Try it
Would you output, exactly as written, the line with "box: [305, 132, 350, 154]" and all lines after it to the end of the data below, and no others?

Records for processing
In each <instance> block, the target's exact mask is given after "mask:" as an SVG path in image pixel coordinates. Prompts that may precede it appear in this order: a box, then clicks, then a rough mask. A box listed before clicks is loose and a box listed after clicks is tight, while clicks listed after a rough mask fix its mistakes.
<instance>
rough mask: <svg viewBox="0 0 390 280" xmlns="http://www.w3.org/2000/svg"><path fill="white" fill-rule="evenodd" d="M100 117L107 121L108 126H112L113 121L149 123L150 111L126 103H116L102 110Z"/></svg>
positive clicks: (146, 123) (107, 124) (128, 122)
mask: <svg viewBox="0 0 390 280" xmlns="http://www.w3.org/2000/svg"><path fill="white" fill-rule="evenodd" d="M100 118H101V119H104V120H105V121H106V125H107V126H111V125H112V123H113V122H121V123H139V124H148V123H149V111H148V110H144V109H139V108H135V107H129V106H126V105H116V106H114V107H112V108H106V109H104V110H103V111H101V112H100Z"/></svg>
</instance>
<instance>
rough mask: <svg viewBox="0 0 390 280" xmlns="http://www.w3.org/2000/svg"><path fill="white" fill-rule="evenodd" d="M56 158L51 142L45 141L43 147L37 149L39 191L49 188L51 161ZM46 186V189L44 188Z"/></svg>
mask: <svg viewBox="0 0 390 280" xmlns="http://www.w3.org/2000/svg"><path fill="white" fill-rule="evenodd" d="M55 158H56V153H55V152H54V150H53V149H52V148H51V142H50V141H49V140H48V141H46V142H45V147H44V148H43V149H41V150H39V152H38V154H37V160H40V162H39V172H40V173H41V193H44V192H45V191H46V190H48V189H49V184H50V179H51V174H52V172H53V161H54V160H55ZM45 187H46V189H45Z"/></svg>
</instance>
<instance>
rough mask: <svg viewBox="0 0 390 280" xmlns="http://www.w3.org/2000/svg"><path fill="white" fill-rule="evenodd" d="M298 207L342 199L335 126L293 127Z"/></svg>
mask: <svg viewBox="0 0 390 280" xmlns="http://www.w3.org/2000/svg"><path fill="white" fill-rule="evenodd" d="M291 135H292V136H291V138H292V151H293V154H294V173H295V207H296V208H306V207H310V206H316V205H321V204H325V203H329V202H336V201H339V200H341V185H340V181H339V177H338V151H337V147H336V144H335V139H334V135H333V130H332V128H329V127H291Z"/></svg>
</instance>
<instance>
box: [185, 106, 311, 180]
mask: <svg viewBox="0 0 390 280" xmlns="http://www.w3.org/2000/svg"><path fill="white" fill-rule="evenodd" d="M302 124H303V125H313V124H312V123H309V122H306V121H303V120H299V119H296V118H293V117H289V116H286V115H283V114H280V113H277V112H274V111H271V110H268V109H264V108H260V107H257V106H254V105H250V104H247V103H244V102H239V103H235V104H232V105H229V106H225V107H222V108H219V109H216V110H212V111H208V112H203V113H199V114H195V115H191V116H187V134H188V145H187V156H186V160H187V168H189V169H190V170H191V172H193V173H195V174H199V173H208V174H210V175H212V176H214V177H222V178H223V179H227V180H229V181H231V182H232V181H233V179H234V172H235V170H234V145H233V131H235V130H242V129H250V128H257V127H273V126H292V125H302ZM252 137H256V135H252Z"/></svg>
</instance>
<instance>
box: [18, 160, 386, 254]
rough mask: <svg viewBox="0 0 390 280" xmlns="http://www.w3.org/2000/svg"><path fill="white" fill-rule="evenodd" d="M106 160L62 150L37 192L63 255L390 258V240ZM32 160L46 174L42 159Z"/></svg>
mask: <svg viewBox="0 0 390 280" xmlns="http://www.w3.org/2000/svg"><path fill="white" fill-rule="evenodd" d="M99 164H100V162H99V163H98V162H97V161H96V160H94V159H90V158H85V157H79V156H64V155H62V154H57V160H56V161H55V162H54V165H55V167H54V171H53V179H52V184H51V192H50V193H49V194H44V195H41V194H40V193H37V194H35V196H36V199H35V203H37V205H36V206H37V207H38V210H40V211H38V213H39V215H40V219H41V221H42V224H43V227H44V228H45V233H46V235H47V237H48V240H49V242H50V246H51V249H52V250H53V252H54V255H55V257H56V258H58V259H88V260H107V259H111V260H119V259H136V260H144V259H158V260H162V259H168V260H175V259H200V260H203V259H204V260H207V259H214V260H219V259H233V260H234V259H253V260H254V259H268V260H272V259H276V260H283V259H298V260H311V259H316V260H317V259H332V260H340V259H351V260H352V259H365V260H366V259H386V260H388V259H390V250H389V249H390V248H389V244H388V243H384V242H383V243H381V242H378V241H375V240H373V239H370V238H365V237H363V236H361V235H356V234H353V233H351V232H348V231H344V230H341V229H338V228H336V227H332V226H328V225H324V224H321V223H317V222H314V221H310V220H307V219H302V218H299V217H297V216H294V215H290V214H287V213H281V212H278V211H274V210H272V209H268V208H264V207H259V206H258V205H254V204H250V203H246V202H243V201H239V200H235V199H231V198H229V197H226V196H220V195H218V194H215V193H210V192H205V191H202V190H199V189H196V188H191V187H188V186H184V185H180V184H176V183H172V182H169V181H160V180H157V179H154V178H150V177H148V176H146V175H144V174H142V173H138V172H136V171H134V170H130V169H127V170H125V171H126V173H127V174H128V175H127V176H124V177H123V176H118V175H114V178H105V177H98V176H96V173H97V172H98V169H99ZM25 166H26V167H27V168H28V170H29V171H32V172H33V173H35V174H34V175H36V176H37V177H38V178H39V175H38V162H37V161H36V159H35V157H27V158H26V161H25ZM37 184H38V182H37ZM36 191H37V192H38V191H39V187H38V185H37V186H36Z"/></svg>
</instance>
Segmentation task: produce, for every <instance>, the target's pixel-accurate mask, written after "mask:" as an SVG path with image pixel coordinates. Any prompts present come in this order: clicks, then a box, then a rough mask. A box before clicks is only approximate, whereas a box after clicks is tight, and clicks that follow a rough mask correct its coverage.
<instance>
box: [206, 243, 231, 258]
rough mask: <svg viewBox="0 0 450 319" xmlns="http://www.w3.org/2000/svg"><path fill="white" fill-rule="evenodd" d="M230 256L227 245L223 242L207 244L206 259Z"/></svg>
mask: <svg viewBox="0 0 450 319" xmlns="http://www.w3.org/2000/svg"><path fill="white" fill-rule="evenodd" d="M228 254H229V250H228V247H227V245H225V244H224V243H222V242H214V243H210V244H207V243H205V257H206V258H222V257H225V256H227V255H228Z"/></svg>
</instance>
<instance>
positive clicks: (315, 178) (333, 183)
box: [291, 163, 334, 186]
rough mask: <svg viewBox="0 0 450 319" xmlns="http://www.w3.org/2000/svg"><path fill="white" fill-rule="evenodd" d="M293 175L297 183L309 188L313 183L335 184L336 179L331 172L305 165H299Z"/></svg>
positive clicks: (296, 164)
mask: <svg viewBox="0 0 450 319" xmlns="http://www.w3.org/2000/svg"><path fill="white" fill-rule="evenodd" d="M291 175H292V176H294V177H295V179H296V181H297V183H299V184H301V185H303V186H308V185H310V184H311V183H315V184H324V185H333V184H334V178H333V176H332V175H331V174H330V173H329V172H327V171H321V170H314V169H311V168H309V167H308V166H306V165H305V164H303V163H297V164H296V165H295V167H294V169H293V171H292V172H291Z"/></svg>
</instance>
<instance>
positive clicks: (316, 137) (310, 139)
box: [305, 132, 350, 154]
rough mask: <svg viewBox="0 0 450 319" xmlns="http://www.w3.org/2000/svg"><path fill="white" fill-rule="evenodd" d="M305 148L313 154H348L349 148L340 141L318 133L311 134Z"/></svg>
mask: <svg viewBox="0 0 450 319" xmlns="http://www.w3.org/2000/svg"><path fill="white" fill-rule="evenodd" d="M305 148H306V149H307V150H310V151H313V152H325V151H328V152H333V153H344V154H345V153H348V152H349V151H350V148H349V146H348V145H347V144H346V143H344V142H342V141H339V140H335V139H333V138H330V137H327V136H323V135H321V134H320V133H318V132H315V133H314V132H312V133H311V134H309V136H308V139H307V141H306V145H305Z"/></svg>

Solution to the exercise
box: [305, 132, 350, 154]
rough mask: <svg viewBox="0 0 450 319" xmlns="http://www.w3.org/2000/svg"><path fill="white" fill-rule="evenodd" d="M305 148L313 154H348L349 148L340 141L318 133L311 134Z"/></svg>
mask: <svg viewBox="0 0 450 319" xmlns="http://www.w3.org/2000/svg"><path fill="white" fill-rule="evenodd" d="M305 148H306V149H307V150H310V151H313V152H325V151H328V152H333V153H344V154H345V153H348V152H349V151H350V148H349V146H348V145H347V144H346V143H344V142H342V141H339V140H335V139H333V138H330V137H327V136H323V135H321V134H320V133H318V132H315V133H314V132H312V133H311V134H309V136H308V139H307V141H306V145H305Z"/></svg>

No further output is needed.